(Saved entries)
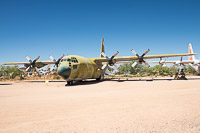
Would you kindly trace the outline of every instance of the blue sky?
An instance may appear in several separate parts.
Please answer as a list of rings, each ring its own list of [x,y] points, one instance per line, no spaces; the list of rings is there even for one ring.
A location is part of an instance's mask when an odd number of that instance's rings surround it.
[[[108,56],[186,53],[189,42],[200,54],[199,7],[199,0],[0,0],[0,63],[99,57],[102,37]]]

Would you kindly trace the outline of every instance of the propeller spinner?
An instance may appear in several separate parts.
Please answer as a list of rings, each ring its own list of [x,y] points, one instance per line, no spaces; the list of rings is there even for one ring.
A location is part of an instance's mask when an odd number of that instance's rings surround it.
[[[135,54],[135,55],[138,57],[138,59],[137,59],[137,61],[134,62],[131,66],[132,66],[132,67],[135,67],[138,63],[140,63],[140,64],[144,63],[147,67],[150,67],[149,63],[146,62],[146,61],[144,60],[144,56],[145,56],[149,51],[150,51],[150,49],[147,49],[147,50],[140,56],[140,55],[138,55],[138,54],[135,52],[135,50],[132,49],[131,52],[132,52],[133,54]]]
[[[30,57],[26,56],[26,59],[29,61],[29,65],[28,67],[26,68],[26,72],[30,71],[30,69],[35,69],[36,72],[40,75],[40,72],[39,72],[39,69],[36,67],[35,63],[36,61],[40,58],[40,56],[36,57],[35,60],[31,60]]]
[[[59,62],[60,62],[60,60],[61,60],[63,57],[64,57],[64,54],[62,54],[61,57],[60,57],[58,60],[56,60],[56,59],[53,58],[53,56],[49,56],[49,58],[50,58],[50,59],[54,62],[54,64],[55,64],[55,65],[51,68],[50,71],[52,71],[55,67],[56,67],[56,68],[58,67]]]
[[[107,59],[107,62],[106,62],[106,64],[104,64],[104,65],[101,67],[101,69],[105,69],[107,65],[109,65],[109,66],[113,66],[113,65],[114,65],[116,68],[118,68],[118,66],[115,65],[115,62],[113,62],[113,59],[115,58],[115,56],[117,56],[118,53],[119,53],[119,52],[116,51],[116,52],[113,54],[113,56],[111,56],[111,57],[109,58],[108,56],[106,56],[106,54],[105,54],[104,52],[102,52],[101,55]]]

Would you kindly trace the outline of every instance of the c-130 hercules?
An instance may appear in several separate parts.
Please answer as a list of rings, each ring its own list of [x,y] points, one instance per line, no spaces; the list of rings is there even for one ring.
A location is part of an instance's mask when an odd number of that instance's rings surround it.
[[[138,63],[144,63],[145,65],[149,66],[149,64],[144,59],[196,55],[194,53],[146,55],[150,51],[150,49],[148,49],[140,56],[133,49],[131,51],[136,56],[116,57],[116,55],[119,53],[118,51],[116,51],[113,56],[107,57],[104,49],[104,38],[102,38],[101,54],[99,58],[85,58],[77,55],[62,55],[57,61],[52,56],[50,56],[50,59],[52,61],[37,61],[40,58],[40,56],[38,56],[34,61],[32,61],[28,56],[26,56],[29,62],[4,63],[3,65],[24,65],[22,69],[26,71],[29,71],[30,69],[35,69],[37,72],[39,72],[38,68],[44,67],[48,64],[55,64],[55,66],[57,67],[57,73],[67,81],[68,85],[72,85],[73,81],[75,80],[103,80],[104,73],[107,70],[108,66],[113,66],[116,62],[137,60]]]

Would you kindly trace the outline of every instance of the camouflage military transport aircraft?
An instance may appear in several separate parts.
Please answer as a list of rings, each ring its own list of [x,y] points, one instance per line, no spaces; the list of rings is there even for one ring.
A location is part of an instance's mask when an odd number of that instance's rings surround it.
[[[191,56],[196,54],[167,54],[167,55],[146,55],[150,50],[148,49],[141,56],[134,50],[131,50],[136,56],[116,57],[118,51],[111,57],[107,57],[104,50],[104,39],[102,38],[101,55],[99,58],[85,58],[77,55],[62,55],[58,60],[55,60],[52,56],[52,61],[38,61],[39,56],[32,61],[28,56],[26,59],[29,62],[16,62],[16,63],[4,63],[3,65],[24,65],[22,69],[29,71],[35,69],[38,72],[38,68],[44,67],[48,64],[55,64],[57,67],[57,73],[63,77],[68,85],[72,85],[75,80],[84,79],[96,79],[97,81],[103,80],[104,73],[108,66],[115,65],[116,62],[133,61],[137,60],[137,63],[149,64],[144,59],[164,58],[164,57],[177,57],[177,56]],[[136,65],[136,64],[134,64]]]

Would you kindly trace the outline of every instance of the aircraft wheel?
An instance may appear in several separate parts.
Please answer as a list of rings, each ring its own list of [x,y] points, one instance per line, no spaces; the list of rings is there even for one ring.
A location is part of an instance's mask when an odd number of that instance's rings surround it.
[[[98,78],[96,78],[96,81],[100,81],[100,80],[101,80],[101,75]]]

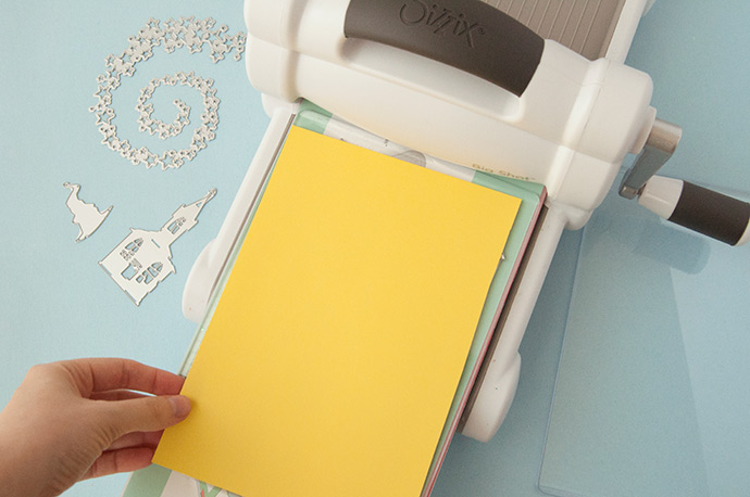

CHALLENGE
Output the material above as a JSON list of strings, one string per line, skipping blank lines and leaving out the pictures.

RESULT FOR THIS TASK
[
  "Would you kindly trace the outline of every instance of the blue sky?",
  "An instance may appear in several separate parts.",
  "Please answer as a list of rings, each ring its own list of [x,y] points, one instance per line, no spaces; the list of rings is there even for one ring.",
  "A location is part of an instance's mask when an odd number of that instance's rings surround it.",
  "[[[108,56],[186,53],[189,42],[200,54],[199,7],[199,0],[0,0],[0,63],[99,57],[102,37]]]",
  "Would you kindly trace the outline of every instance of the propeller spinner?",
  "An instance may appear in several separate parts.",
  "Please answer as a list of rings, each ring its own list of [x,y] points, one instance per line, no spaces; the list of rings is there even for one ring.",
  "A location is part of an instance's mask when an odd number of that instance's rings surround it.",
  "[[[135,54],[135,55],[138,57],[138,59],[137,59],[137,61],[134,62],[131,66],[132,66],[132,67],[135,67],[138,63],[140,63],[140,64],[144,63],[147,67],[150,67],[149,63],[146,62],[146,61],[144,60],[144,56],[145,56],[149,51],[150,51],[150,49],[147,49],[147,50],[140,56],[140,55],[138,55],[138,54],[135,52],[135,50],[132,49],[131,52],[132,52],[133,54]]]",
  "[[[30,57],[26,56],[26,59],[29,61],[29,65],[28,67],[26,68],[26,72],[30,71],[30,69],[35,69],[36,72],[40,75],[40,72],[39,72],[39,69],[36,67],[35,63],[36,61],[40,58],[40,56],[36,57],[35,60],[31,60]]]",
  "[[[59,62],[60,62],[60,60],[61,60],[63,57],[64,57],[64,54],[62,54],[61,57],[60,57],[58,60],[56,60],[56,59],[53,58],[53,56],[49,56],[49,58],[50,58],[50,59],[54,62],[54,64],[55,64],[55,65],[51,68],[50,71],[52,71],[55,67],[56,67],[56,68],[58,67]]]",
  "[[[107,59],[107,62],[106,62],[106,64],[104,64],[104,65],[101,67],[101,69],[105,69],[107,65],[109,65],[109,66],[113,66],[113,65],[114,65],[116,68],[118,68],[118,66],[115,65],[115,62],[113,62],[113,59],[115,58],[115,56],[117,56],[118,53],[119,53],[119,52],[116,51],[116,52],[113,54],[113,56],[111,56],[111,57],[109,58],[108,56],[106,56],[106,54],[105,54],[104,52],[102,52],[101,55]]]",
  "Would you kindly trace the outline of every instance of the c-130 hercules?",
  "An instance may appear in several separate parts.",
  "Please answer as a list of rings, each ring its own list of [x,y] points, one instance per line, no spaces; the list of rings is there even for one ring.",
  "A location is part of an instance's mask when an odd number of that instance's rings surround it.",
  "[[[138,63],[144,63],[145,65],[149,66],[149,64],[144,59],[196,55],[194,53],[146,55],[150,51],[150,49],[148,49],[140,56],[133,49],[131,51],[136,56],[116,57],[116,55],[119,53],[118,51],[116,51],[113,56],[107,57],[104,49],[104,38],[102,38],[101,54],[99,58],[85,58],[77,55],[62,55],[57,61],[52,56],[50,56],[50,59],[52,61],[37,61],[40,58],[40,56],[38,56],[34,61],[32,61],[28,56],[26,56],[29,62],[4,63],[3,65],[24,65],[22,69],[26,71],[29,71],[30,69],[35,69],[37,72],[39,72],[38,68],[44,67],[48,64],[55,64],[55,66],[57,67],[57,73],[67,81],[68,85],[72,85],[73,81],[75,80],[103,80],[104,73],[107,70],[108,66],[113,66],[116,62],[137,60]]]",
  "Would you kindly trace the outline of every instance of the camouflage military transport aircraft?",
  "An instance may appear in several separate parts.",
  "Please answer as a list of rings, each ring its own list of [x,y] points, one instance per line, no spaces; the list of rings is there even for one ring.",
  "A location is part of an instance's mask when an odd number of that instance's rings surround it.",
  "[[[191,56],[196,54],[167,54],[167,55],[146,55],[150,50],[148,49],[141,56],[134,50],[131,50],[136,56],[116,57],[118,51],[111,57],[107,57],[104,50],[104,39],[102,38],[101,55],[99,58],[85,58],[77,55],[62,55],[58,60],[55,60],[52,56],[52,61],[38,61],[39,56],[32,61],[28,56],[26,59],[29,62],[16,62],[16,63],[4,63],[3,65],[24,65],[22,69],[29,71],[35,69],[38,72],[38,68],[44,67],[48,64],[55,64],[57,67],[57,73],[63,77],[68,85],[72,85],[75,80],[84,79],[96,79],[97,81],[103,80],[104,73],[108,66],[115,65],[116,62],[133,61],[137,60],[137,63],[149,64],[144,59],[164,58],[164,57],[177,57],[177,56]],[[136,65],[136,64],[134,64]]]",
  "Would you kindly trace the outline of every instance of the aircraft wheel?",
  "An instance may appear in several separate parts.",
  "Please answer as a list of rings, each ring its own list of [x,y] points, one instance per line, no spaces; the list of rings is there even for one ring.",
  "A location is part of an instance's mask when an odd number of that instance's rings surround it.",
  "[[[98,78],[96,78],[96,81],[100,81],[100,80],[101,80],[101,75]]]"
]